>> begin The records

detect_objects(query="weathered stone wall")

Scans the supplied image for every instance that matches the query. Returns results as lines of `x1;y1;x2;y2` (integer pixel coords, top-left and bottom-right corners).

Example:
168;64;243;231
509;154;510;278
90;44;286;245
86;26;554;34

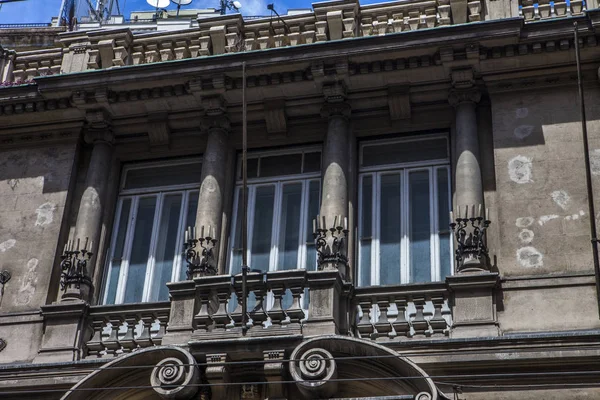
491;83;600;333
0;144;76;313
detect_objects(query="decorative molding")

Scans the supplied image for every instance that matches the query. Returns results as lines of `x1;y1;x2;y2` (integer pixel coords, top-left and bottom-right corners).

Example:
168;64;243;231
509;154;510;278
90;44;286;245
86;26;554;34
388;85;411;120
264;99;287;135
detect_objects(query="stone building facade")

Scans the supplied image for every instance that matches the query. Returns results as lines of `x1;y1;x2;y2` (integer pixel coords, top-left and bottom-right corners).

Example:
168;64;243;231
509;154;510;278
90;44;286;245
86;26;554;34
0;0;600;400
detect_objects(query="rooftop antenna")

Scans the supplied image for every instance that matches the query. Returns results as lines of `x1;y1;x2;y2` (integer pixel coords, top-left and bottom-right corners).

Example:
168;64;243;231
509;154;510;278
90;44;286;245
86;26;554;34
146;0;171;19
171;0;192;17
218;0;242;15
267;3;291;33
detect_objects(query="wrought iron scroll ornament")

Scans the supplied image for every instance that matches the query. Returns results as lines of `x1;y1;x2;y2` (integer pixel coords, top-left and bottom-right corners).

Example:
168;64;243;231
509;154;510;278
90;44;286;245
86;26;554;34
183;225;217;279
450;204;491;272
60;238;94;291
313;215;348;270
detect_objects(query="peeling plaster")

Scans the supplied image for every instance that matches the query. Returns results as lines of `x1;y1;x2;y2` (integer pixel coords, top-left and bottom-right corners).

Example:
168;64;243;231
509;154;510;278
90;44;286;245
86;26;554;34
515;217;535;228
517;246;544;268
519;229;535;244
35;203;56;226
590;149;600;175
538;214;559;226
513;125;534;139
515;107;529;118
16;258;40;305
508;156;533;184
550;190;571;210
0;239;17;253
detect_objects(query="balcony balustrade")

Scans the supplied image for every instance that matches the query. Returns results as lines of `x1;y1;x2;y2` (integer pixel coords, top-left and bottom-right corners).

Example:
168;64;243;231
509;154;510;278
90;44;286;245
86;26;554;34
86;302;170;358
353;282;452;341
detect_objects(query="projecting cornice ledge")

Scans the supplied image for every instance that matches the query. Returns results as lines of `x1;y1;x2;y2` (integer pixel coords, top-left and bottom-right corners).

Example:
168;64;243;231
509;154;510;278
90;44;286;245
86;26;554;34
34;18;524;92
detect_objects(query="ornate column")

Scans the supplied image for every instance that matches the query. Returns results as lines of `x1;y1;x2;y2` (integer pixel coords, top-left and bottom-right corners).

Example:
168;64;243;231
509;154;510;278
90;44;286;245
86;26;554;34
186;96;231;279
314;82;351;279
61;110;114;301
448;87;483;209
446;69;500;338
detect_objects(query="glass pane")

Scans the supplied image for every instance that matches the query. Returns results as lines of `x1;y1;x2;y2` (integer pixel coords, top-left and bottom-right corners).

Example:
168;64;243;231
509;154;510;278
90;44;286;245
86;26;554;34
238;158;258;180
409;171;431;282
277;183;302;270
358;175;373;286
250;185;275;271
303;152;321;173
362;138;448;167
437;168;452;280
124;161;202;189
125;197;156;303
304;180;321;271
182;191;198;281
106;199;131;304
150;194;183;301
260;153;302;178
379;174;400;285
231;188;243;275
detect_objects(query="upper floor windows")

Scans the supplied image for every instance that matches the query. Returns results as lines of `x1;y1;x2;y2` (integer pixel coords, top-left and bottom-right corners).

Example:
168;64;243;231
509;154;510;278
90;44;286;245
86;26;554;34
358;136;452;286
103;160;201;304
229;148;321;274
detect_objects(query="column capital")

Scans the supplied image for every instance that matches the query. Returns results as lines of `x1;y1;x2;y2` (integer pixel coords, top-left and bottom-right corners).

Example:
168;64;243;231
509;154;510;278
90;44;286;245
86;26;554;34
321;102;352;118
448;87;481;107
200;113;231;134
84;109;114;144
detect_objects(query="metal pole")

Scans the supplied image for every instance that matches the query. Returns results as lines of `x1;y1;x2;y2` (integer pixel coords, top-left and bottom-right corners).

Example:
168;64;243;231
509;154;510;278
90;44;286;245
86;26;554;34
573;22;600;317
242;61;248;335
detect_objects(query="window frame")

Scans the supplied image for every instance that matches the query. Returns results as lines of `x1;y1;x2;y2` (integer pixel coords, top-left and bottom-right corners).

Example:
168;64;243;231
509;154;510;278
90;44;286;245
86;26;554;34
101;157;202;304
227;145;323;274
356;134;454;287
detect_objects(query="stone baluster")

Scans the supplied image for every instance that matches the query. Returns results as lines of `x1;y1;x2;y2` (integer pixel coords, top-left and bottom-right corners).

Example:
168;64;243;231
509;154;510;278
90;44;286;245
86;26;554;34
86;316;108;358
375;297;392;337
411;295;429;336
429;294;448;335
61;110;113;301
119;314;138;353
194;288;214;332
104;315;124;357
356;299;374;339
135;311;156;348
267;272;287;326
152;310;170;346
285;271;306;324
212;275;232;332
392;296;411;337
247;273;269;327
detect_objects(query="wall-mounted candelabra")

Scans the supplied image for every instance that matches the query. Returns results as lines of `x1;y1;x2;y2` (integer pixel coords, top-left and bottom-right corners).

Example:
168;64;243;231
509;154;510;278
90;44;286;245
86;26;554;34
183;225;217;279
450;204;491;272
60;238;94;299
313;215;348;276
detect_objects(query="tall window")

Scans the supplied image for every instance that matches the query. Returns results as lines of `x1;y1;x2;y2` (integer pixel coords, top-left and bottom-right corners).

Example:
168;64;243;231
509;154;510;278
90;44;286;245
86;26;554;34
103;160;201;304
358;135;452;286
229;148;321;274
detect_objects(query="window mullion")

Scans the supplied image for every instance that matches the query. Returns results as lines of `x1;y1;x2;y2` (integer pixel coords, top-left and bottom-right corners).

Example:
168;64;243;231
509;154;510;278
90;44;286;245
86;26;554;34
429;167;440;282
102;198;123;304
400;169;411;283
142;193;164;302
171;190;192;282
115;196;139;304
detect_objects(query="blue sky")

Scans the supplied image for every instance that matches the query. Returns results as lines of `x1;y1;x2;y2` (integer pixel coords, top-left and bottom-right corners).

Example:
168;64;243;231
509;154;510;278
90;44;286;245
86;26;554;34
0;0;384;24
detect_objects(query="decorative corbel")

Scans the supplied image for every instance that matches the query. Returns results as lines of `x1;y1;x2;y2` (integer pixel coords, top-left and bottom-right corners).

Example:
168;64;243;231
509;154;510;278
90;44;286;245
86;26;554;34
388;85;411;120
264;99;287;135
148;111;171;147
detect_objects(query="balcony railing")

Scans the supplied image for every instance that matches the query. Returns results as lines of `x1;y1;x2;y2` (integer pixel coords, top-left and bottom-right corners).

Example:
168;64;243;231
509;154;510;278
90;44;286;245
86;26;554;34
86;302;171;358
353;282;452;341
519;0;586;22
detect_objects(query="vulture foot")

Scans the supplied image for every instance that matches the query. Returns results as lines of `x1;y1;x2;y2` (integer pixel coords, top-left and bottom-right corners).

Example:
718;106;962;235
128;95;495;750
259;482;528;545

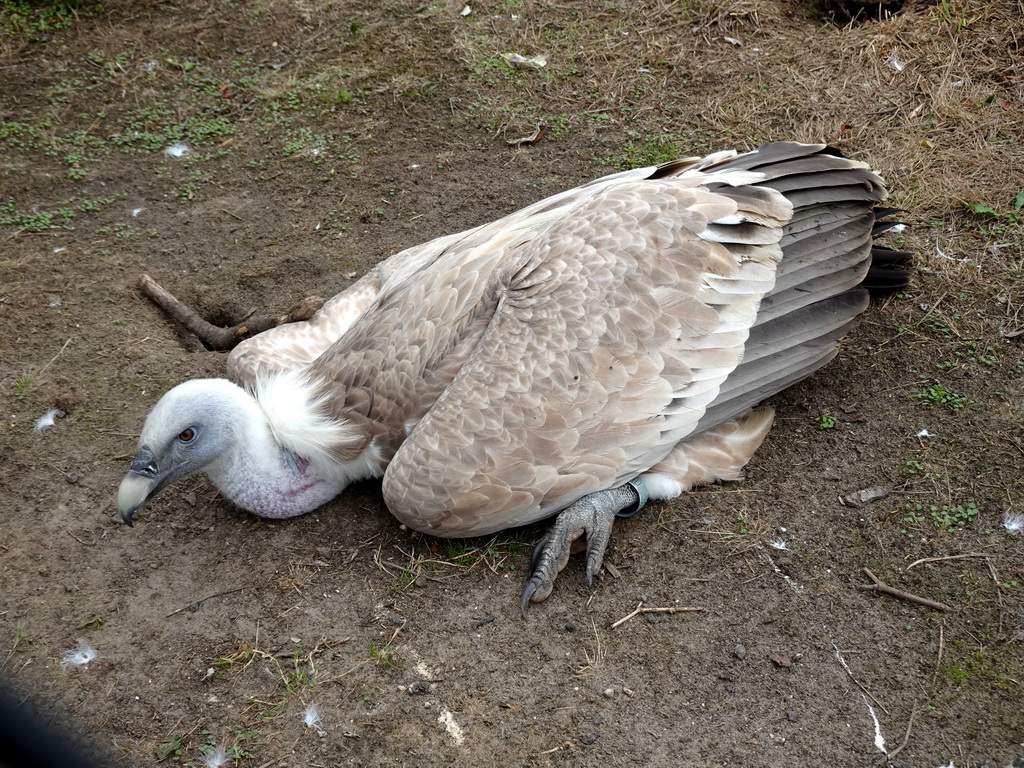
520;478;647;616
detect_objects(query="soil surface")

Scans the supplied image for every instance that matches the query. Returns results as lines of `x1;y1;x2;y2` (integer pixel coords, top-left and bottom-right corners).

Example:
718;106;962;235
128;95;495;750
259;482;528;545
0;0;1024;768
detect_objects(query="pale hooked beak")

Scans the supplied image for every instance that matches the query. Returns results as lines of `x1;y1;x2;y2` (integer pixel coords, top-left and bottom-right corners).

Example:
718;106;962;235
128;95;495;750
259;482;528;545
118;445;173;525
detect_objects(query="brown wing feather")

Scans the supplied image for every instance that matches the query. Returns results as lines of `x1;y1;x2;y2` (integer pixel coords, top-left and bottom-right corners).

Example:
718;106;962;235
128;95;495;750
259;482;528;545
384;180;791;536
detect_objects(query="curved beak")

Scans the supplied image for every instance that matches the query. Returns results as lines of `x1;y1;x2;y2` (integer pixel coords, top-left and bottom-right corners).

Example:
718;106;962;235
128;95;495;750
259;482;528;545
118;445;173;525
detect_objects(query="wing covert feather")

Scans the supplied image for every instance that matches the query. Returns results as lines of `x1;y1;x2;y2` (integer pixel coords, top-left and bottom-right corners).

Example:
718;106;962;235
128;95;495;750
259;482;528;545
384;181;790;536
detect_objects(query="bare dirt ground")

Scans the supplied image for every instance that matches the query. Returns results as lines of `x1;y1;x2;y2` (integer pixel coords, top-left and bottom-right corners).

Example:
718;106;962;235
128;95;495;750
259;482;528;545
0;0;1024;768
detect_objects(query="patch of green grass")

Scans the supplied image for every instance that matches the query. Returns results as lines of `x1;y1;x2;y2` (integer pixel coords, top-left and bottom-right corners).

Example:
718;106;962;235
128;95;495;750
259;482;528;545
606;133;681;171
914;382;971;411
0;0;94;37
903;502;981;530
968;189;1024;238
153;733;185;763
281;126;334;163
370;640;401;671
14;371;36;400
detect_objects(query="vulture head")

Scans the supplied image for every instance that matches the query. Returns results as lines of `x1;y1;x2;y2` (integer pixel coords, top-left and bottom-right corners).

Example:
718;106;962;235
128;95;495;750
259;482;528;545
118;379;248;525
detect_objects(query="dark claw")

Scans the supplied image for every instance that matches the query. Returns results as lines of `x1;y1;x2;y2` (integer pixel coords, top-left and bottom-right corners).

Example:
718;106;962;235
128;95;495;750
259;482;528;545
519;573;541;618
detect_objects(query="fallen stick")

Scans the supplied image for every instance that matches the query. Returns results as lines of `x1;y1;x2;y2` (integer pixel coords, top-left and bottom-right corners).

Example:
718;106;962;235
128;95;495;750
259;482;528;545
858;568;952;610
138;274;324;352
876;701;918;765
611;603;707;629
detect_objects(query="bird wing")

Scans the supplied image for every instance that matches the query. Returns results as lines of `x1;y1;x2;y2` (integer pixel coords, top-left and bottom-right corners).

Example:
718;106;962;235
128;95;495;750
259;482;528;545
384;174;792;536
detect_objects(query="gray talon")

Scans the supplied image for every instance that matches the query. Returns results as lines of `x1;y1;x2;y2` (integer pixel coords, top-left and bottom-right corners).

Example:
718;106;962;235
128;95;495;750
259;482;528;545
519;479;646;616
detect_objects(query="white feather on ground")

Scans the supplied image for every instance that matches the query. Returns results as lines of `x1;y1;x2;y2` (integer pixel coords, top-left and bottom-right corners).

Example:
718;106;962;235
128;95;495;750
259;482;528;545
60;640;99;669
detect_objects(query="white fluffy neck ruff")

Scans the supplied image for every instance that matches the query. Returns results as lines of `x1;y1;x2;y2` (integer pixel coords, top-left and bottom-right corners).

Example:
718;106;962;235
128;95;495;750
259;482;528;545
253;370;383;484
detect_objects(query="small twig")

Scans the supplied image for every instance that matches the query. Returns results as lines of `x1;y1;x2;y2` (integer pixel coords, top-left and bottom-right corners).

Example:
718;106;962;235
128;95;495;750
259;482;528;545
876;701;918;765
906;552;988;570
611;602;707;629
139;274;324;352
932;624;946;690
858;568;952;610
167;587;249;618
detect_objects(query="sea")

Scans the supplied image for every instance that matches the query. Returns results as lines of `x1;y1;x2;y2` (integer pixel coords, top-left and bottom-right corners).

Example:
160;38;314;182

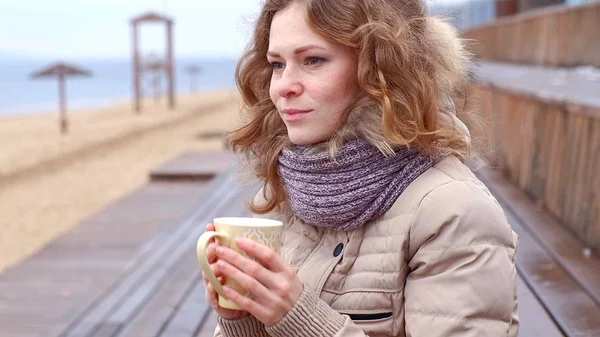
0;58;237;117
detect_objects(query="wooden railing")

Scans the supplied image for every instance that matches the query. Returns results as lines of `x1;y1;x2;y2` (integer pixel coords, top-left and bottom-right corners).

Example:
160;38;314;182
480;84;600;252
464;2;600;67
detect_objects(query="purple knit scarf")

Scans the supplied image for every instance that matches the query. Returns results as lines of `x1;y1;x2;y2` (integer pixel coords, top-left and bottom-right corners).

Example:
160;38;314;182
279;139;443;231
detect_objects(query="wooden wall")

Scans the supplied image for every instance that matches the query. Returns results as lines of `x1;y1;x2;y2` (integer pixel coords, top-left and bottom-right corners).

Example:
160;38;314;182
479;84;600;251
464;1;600;67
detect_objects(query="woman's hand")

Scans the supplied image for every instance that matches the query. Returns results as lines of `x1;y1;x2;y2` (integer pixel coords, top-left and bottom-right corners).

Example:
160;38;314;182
202;224;248;319
217;238;303;326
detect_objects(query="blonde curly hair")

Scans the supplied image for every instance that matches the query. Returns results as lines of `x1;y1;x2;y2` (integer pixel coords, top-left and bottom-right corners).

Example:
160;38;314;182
229;0;476;214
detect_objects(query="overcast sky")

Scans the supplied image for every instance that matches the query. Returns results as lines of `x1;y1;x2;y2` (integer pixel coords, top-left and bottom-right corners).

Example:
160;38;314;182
0;0;460;59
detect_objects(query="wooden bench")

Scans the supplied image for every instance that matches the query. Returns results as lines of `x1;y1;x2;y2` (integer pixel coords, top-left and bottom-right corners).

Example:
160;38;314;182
150;151;236;182
0;154;256;337
476;163;600;337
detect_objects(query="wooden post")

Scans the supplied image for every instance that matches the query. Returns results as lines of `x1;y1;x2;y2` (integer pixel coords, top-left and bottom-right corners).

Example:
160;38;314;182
167;22;175;109
58;74;69;135
131;22;141;113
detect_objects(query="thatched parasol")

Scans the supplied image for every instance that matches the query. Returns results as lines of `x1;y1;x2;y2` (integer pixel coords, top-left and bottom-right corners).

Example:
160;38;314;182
30;62;92;134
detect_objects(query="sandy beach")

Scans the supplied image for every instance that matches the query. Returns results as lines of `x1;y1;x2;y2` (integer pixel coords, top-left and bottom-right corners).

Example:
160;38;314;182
0;90;240;271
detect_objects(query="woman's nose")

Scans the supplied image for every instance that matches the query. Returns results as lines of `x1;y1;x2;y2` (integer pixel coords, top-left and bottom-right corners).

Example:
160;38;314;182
277;68;303;98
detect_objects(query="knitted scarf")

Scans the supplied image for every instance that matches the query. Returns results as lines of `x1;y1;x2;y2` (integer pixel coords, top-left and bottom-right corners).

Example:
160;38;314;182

>> end The records

- _Exercise description_
Reproduce the lines from the beginning of the data records through the line that contains "0;144;76;313", leaving out the pictures.

- _Output for this task_
detect_objects(query="weathered stone wall")

Scans the supplied image for every instance that matches the query. Returns results as lines of `x1;y1;x2;y2` (integer pixel coords, top-left and bottom-right corners).

Example:
168;64;243;231
509;154;510;278
90;44;286;245
86;26;554;34

491;83;600;333
0;144;76;313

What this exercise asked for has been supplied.